> **Material provided**:
━━━━━━━━━━

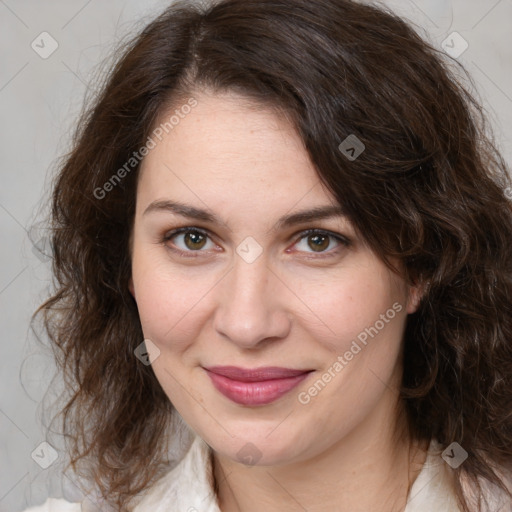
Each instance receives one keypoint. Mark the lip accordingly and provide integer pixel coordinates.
(258, 386)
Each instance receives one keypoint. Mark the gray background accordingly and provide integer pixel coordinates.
(39, 101)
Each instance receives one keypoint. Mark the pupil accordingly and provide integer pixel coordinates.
(317, 238)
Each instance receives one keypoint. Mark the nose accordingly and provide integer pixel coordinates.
(251, 308)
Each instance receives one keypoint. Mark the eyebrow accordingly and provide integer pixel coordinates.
(301, 217)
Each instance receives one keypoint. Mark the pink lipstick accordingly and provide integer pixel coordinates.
(258, 386)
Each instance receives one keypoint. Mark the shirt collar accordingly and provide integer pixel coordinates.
(188, 487)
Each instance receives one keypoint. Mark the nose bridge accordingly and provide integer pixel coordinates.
(248, 310)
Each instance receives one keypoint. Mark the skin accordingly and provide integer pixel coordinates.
(290, 307)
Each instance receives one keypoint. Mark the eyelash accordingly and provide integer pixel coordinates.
(345, 242)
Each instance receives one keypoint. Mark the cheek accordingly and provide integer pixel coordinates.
(169, 302)
(366, 302)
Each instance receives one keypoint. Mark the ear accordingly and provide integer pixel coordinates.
(416, 294)
(131, 287)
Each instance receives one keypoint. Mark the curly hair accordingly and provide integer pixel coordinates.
(429, 190)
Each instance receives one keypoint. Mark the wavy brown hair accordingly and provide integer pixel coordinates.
(429, 189)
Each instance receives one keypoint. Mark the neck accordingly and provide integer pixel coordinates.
(369, 469)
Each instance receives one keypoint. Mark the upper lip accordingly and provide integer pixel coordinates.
(255, 374)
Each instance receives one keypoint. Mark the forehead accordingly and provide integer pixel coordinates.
(229, 155)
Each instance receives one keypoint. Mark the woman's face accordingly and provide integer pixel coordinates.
(240, 287)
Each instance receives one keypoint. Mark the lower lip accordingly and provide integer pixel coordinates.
(255, 393)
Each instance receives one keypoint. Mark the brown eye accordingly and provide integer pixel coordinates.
(186, 241)
(318, 241)
(194, 240)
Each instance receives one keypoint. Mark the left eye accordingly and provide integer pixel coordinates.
(319, 241)
(194, 240)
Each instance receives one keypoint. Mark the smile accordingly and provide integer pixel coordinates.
(258, 386)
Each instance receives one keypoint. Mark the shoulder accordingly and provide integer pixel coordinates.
(56, 505)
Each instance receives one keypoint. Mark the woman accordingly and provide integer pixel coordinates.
(283, 229)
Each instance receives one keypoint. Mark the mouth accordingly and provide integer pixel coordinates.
(258, 386)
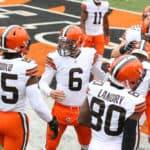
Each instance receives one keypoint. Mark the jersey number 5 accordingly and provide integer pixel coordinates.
(4, 78)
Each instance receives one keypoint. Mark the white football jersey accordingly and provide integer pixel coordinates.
(133, 33)
(94, 21)
(14, 74)
(110, 107)
(144, 85)
(72, 74)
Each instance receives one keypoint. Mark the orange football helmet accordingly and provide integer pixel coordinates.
(15, 39)
(69, 40)
(126, 71)
(146, 21)
(142, 49)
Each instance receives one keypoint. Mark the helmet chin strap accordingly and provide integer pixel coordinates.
(75, 53)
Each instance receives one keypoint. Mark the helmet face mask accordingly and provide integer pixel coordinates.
(66, 47)
(142, 50)
(69, 41)
(97, 1)
(126, 71)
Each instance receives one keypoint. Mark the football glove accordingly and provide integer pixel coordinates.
(54, 126)
(128, 47)
(107, 40)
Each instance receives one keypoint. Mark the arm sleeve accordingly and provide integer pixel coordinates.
(130, 134)
(46, 79)
(97, 71)
(37, 103)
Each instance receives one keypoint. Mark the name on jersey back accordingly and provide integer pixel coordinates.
(111, 97)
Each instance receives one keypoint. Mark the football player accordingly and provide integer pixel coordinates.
(95, 24)
(17, 84)
(71, 64)
(133, 34)
(109, 105)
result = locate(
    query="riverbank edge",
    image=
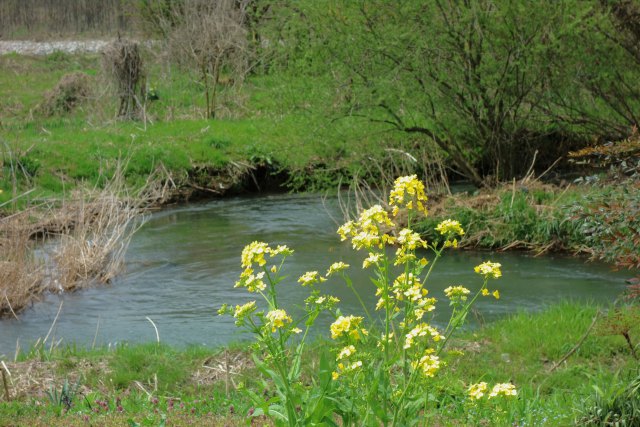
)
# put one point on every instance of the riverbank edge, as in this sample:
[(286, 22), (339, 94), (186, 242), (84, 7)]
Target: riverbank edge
[(538, 218), (524, 346)]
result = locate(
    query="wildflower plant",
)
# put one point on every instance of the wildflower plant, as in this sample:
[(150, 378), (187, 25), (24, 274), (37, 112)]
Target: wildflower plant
[(384, 362)]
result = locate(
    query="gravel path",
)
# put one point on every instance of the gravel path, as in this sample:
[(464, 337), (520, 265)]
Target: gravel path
[(46, 48)]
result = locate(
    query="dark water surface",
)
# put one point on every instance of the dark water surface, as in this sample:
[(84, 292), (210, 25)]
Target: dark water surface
[(182, 265)]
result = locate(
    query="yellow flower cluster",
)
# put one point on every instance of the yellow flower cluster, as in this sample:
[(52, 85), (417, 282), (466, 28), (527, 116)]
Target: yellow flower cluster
[(489, 269), (367, 232), (408, 192), (337, 267), (346, 352), (243, 311), (311, 277), (277, 319), (449, 227), (347, 325), (409, 242), (505, 389), (428, 364), (371, 260), (254, 253), (407, 286), (478, 391), (420, 331)]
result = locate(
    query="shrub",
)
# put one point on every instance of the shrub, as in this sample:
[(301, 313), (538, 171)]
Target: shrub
[(70, 92)]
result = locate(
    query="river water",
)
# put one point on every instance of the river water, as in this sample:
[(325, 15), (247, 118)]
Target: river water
[(182, 265)]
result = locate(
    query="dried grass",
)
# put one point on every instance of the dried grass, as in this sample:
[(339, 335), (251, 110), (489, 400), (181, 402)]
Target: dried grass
[(21, 272), (100, 223), (87, 237), (71, 91), (394, 163)]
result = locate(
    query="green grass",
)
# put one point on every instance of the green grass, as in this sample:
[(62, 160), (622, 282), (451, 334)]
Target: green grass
[(284, 123), (521, 348)]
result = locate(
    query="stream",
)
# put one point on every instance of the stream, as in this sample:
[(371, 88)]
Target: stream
[(182, 266)]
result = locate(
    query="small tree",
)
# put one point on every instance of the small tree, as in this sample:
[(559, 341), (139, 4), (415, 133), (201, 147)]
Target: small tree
[(210, 37), (122, 61)]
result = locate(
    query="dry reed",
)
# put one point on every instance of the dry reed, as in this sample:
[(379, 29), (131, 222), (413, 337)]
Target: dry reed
[(87, 237), (21, 272)]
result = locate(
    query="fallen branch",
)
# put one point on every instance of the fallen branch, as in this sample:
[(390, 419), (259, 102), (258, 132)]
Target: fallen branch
[(578, 344)]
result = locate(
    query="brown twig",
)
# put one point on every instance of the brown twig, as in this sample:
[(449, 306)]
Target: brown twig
[(578, 344), (5, 371)]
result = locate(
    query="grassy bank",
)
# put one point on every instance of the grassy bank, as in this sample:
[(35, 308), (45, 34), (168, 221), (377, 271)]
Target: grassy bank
[(151, 384), (264, 123), (598, 220)]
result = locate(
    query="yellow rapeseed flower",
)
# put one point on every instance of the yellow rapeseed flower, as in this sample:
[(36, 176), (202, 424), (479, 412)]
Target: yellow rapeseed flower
[(254, 253), (243, 311), (346, 352), (489, 269), (449, 227), (428, 364), (345, 325), (408, 192), (476, 391), (420, 331), (277, 319), (506, 389), (371, 259)]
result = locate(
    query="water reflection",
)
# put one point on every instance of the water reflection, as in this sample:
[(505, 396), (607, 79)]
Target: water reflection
[(181, 266)]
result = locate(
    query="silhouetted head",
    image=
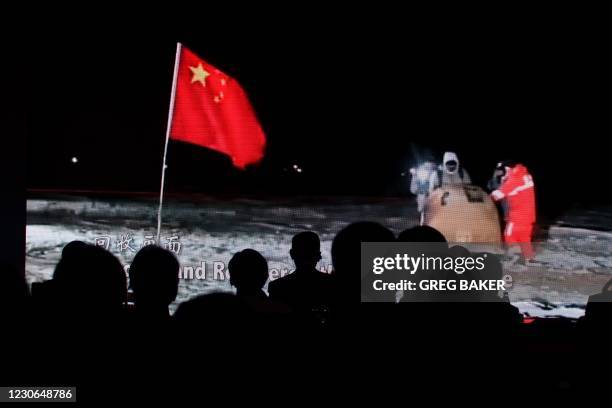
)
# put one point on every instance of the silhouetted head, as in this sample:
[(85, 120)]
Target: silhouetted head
[(346, 248), (248, 271), (90, 278), (154, 277), (450, 162), (305, 250), (421, 233)]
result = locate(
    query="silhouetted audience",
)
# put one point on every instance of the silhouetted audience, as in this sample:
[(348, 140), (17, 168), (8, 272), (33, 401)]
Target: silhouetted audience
[(349, 278), (88, 293), (248, 274), (154, 279), (306, 290), (89, 284)]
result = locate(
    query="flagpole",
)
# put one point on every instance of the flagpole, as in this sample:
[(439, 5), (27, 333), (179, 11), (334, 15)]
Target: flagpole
[(177, 59)]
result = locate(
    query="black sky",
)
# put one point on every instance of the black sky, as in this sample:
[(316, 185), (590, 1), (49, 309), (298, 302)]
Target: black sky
[(349, 101)]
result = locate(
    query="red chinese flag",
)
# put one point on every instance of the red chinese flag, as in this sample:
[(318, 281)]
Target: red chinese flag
[(212, 110)]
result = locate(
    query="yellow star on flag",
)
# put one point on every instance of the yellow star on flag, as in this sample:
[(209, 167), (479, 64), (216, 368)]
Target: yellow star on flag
[(199, 74)]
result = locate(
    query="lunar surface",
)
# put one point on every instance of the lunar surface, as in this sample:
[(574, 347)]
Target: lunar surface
[(573, 258)]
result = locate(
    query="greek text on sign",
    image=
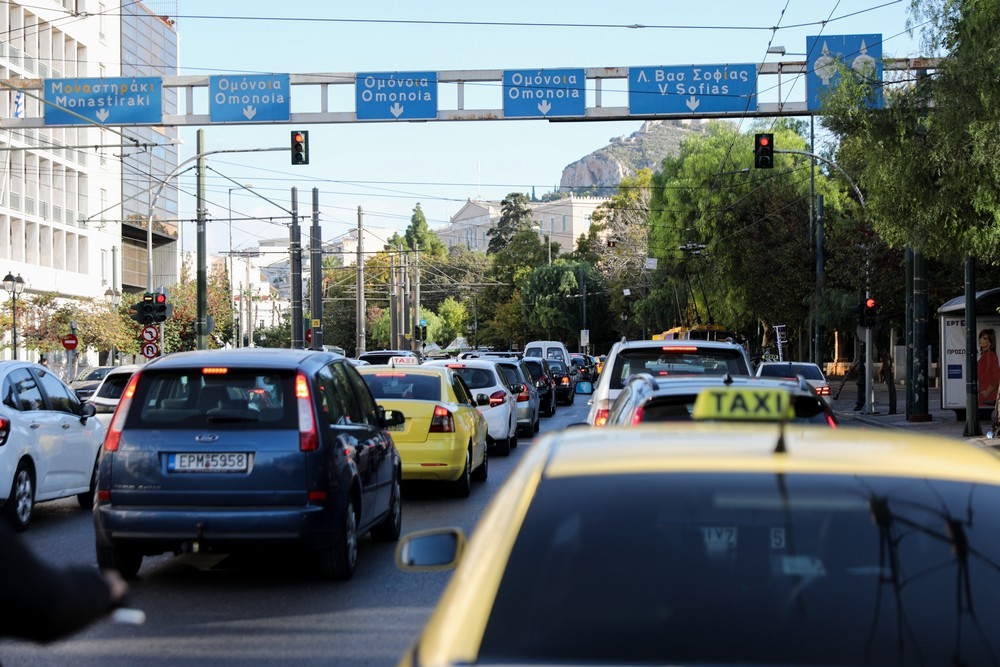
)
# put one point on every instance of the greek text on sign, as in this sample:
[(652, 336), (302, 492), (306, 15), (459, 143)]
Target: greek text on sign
[(737, 404), (544, 93), (249, 98), (395, 95), (118, 101), (686, 89)]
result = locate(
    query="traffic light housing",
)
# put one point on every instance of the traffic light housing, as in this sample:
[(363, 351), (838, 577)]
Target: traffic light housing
[(870, 315), (300, 147), (763, 151)]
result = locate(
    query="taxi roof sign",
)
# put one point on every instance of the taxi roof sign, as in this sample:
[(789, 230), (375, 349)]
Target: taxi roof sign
[(744, 404)]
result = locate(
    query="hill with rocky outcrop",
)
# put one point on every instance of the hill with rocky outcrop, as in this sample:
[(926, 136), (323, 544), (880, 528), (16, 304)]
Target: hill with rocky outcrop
[(600, 172)]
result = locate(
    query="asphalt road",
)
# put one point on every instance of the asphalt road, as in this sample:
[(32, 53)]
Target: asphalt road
[(212, 610)]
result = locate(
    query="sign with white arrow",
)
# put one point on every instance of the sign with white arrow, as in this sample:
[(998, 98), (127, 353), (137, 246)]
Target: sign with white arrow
[(115, 101), (396, 95), (685, 89), (236, 98), (544, 93)]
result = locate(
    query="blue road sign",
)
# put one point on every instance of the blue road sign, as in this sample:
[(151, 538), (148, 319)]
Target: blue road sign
[(692, 89), (117, 101), (396, 95), (862, 54), (236, 98), (544, 93)]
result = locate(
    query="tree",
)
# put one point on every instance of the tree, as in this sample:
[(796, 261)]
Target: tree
[(515, 216)]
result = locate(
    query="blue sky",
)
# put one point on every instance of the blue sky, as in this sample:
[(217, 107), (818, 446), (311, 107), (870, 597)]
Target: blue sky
[(387, 168)]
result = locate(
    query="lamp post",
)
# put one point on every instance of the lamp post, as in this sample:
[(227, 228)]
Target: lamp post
[(232, 292), (14, 287), (114, 297)]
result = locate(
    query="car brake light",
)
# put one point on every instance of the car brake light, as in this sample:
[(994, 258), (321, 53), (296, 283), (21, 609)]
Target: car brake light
[(442, 421), (308, 438), (114, 436)]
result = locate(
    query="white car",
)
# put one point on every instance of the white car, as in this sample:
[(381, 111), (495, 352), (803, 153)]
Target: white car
[(662, 359), (484, 376), (812, 373), (49, 441)]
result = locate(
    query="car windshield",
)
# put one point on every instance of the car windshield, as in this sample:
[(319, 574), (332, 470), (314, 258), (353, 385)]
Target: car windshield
[(191, 399), (401, 385), (665, 361), (749, 568), (808, 371)]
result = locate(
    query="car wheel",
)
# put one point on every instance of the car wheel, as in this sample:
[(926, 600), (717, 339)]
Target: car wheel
[(21, 502), (463, 485), (126, 561), (392, 525), (338, 561), (483, 471), (86, 500)]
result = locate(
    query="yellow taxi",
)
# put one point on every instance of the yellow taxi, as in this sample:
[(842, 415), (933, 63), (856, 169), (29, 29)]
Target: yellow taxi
[(444, 435), (752, 543)]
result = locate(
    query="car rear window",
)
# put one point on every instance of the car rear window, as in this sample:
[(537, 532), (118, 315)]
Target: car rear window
[(666, 361), (399, 385), (750, 569), (808, 371), (235, 398), (477, 378)]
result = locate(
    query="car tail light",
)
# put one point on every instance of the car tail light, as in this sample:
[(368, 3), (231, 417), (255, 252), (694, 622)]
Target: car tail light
[(442, 421), (114, 436), (308, 438), (601, 416)]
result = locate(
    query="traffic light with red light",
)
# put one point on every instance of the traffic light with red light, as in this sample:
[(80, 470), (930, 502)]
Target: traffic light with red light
[(300, 147), (763, 151), (870, 318)]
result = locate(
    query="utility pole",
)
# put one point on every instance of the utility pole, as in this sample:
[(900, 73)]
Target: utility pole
[(202, 255), (295, 248), (316, 275), (360, 343)]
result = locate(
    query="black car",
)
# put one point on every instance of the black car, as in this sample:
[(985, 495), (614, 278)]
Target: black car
[(565, 386), (229, 450), (541, 374)]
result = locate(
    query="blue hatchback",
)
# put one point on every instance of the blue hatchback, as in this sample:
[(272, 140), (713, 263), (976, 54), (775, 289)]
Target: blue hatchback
[(247, 449)]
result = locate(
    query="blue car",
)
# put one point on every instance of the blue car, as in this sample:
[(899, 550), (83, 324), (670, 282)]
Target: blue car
[(222, 451)]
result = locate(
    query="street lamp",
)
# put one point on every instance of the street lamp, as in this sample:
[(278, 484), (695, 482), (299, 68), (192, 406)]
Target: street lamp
[(232, 292), (114, 297), (14, 287)]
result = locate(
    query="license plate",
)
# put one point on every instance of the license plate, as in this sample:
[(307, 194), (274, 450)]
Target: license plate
[(208, 462)]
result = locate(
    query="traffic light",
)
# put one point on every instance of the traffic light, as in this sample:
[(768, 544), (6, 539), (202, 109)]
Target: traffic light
[(763, 151), (300, 147), (871, 313)]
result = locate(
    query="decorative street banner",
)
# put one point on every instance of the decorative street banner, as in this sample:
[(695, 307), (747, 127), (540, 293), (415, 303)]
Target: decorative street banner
[(861, 54), (243, 98), (115, 101)]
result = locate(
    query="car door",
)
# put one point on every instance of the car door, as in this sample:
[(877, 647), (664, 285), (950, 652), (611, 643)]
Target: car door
[(72, 451)]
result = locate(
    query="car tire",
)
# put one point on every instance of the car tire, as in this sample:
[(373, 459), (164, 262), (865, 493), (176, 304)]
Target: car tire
[(86, 499), (462, 486), (20, 503), (125, 561), (483, 471), (391, 526), (338, 561)]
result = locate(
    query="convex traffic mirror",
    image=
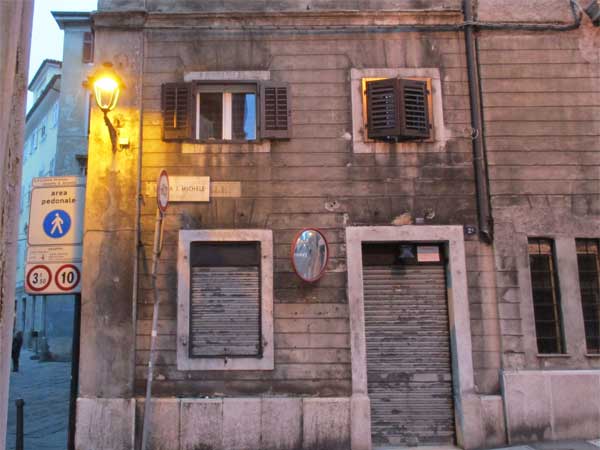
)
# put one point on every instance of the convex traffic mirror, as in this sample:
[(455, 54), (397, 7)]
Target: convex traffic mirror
[(310, 254)]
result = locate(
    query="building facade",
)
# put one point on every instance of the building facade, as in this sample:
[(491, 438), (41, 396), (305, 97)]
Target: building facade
[(459, 302), (16, 19), (56, 134)]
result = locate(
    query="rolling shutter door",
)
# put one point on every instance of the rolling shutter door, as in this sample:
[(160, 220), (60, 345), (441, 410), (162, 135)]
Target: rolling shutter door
[(225, 300), (408, 354)]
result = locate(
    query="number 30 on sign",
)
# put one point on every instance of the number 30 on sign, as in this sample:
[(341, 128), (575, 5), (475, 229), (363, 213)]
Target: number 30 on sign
[(58, 278)]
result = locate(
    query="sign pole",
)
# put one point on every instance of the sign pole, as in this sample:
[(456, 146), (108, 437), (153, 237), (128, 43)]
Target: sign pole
[(163, 200)]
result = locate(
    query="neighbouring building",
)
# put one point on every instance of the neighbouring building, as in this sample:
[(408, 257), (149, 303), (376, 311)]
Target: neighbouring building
[(16, 21), (448, 155), (56, 134)]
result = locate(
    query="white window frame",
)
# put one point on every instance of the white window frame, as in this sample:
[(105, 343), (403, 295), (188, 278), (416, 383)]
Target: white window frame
[(360, 142), (184, 361), (227, 111), (55, 115), (243, 76)]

━━━━━━━━━━

> **Goal of the exercise**: Report every line of the material above that contains the string "asphalt", copying each such line in full. Case counts when matching.

> **Expected output**:
    query="asphalt road",
# put one point on every instance of the asphalt road, as in this sample:
Target: asphalt road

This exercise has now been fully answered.